Exercise
Transcribe every record below line for line, leaving out the pictures.
begin Data supplied
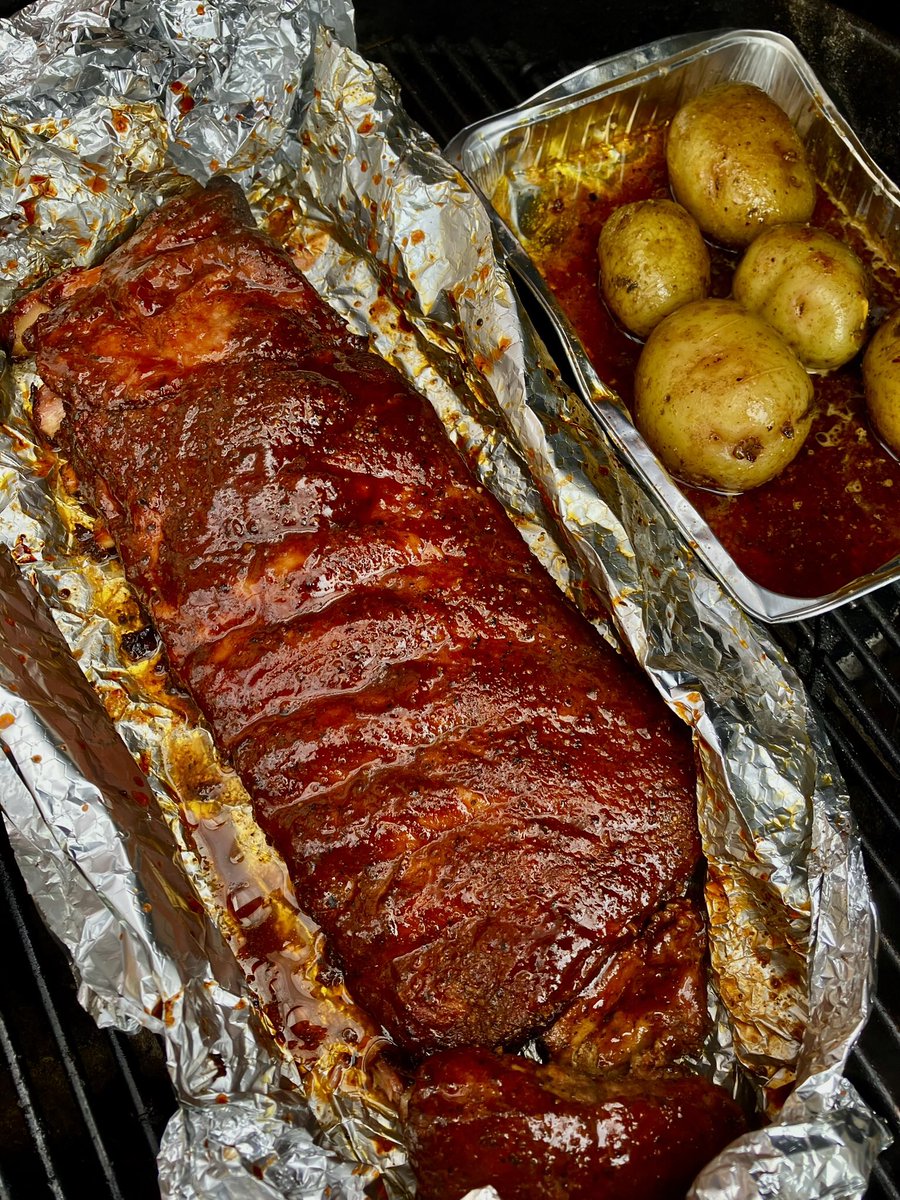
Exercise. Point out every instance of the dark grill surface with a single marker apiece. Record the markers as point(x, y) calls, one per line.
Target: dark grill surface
point(82, 1109)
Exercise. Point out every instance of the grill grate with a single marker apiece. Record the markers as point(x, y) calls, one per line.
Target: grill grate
point(82, 1109)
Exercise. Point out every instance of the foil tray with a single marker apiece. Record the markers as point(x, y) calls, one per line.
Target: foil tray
point(641, 87)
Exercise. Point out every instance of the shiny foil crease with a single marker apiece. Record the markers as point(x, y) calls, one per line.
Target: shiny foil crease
point(105, 112)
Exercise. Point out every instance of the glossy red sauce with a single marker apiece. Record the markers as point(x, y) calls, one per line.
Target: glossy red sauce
point(834, 514)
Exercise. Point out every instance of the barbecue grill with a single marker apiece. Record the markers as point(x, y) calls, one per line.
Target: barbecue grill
point(82, 1109)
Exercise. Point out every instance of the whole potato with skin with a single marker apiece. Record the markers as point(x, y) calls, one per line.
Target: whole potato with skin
point(811, 288)
point(652, 259)
point(720, 396)
point(737, 163)
point(881, 378)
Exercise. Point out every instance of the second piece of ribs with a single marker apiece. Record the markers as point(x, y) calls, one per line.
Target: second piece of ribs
point(477, 798)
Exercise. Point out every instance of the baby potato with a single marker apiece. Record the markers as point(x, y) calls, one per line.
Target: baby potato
point(737, 163)
point(652, 259)
point(881, 379)
point(811, 288)
point(720, 396)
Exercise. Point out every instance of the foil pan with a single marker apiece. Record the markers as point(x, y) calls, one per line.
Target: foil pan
point(582, 127)
point(137, 840)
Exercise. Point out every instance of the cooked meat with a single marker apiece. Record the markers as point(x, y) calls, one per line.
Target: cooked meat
point(478, 799)
point(647, 1008)
point(541, 1133)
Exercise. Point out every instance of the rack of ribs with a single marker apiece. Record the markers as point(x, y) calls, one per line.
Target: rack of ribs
point(480, 803)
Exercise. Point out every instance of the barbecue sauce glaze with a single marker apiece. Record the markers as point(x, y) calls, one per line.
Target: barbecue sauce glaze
point(489, 811)
point(833, 515)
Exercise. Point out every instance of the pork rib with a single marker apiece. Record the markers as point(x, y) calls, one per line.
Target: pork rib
end Data supplied
Result of this task
Exercise. Point out every instance of the dark grill surface with a single marker apiece. Record the markers as point(x, y) calls, one per line.
Target: dark grill surface
point(82, 1109)
Exercise. Point out every instance of the grill grate with a single marker apiece. Record the markers as point(x, y) calls, one per line.
Target: grill grate
point(82, 1109)
Exercise. Point out every instance of the foil tray with a single marker apiece. Record the markers as point(x, y) calls, one per line.
Target: foil tray
point(641, 87)
Exercise. Point out every instance of the shiny foil crease with a single marker apiece. Record the markers as point(x, y) calls, one per line.
Target: shiny foil crease
point(105, 112)
Exercise. Point out every instance of the glossy red sauce with a single marker apiece. Record the markers as point(x, y) calls, one per line.
Target: glossy red sauce
point(834, 514)
Exercise. Point out every instance of the barbecue grill with a single marker apiece. Record the markers as point(x, y) calls, one per line.
Target: barbecue grill
point(82, 1109)
Exercise. Point out every instance of the whole potato with skin with a single marker apiece. Record the markers as point(x, y) calls, one per line.
Target: whole potato with skin
point(811, 288)
point(652, 259)
point(720, 396)
point(737, 163)
point(881, 378)
Exercise. Point out every instance of the second piece of ribs with a single marker apiece. Record the markers as point(x, y) calls, one per line.
Target: second piece of ribs
point(477, 798)
Exercise. Point out every instance of the baby potato with a single marker apiece. Record the markers as point(x, y) calls, one per line.
Target: baby potato
point(737, 163)
point(652, 259)
point(881, 379)
point(811, 288)
point(720, 396)
Exercise. Point out every instance of the foil pan with a single marker apiece. Record the markers as point(x, y) calls, one per line.
Target: foil pan
point(582, 127)
point(137, 840)
Exercise. Point out every instance of the cooked meat with a single marker apiece. Record the markers as point(x, y) calls, one per line.
Target: cooked meat
point(478, 799)
point(647, 1008)
point(541, 1133)
Exercise. Point out every instance of the rack of ribs with a single marker apiece. Record the markers as point(x, y) calls, one per line.
Target: rack of ribs
point(480, 803)
Exercise. Point out every instance of the barbecue sauce glaze with a single marker apiece. Record the markers as point(x, y) calls, one per line.
Target: barbecue sauce glaze
point(489, 811)
point(833, 515)
Exercise. Point out every instance of the pork rib with a single marker apiece. Record the markers as point(x, y) calls, one per line.
Target: pork rib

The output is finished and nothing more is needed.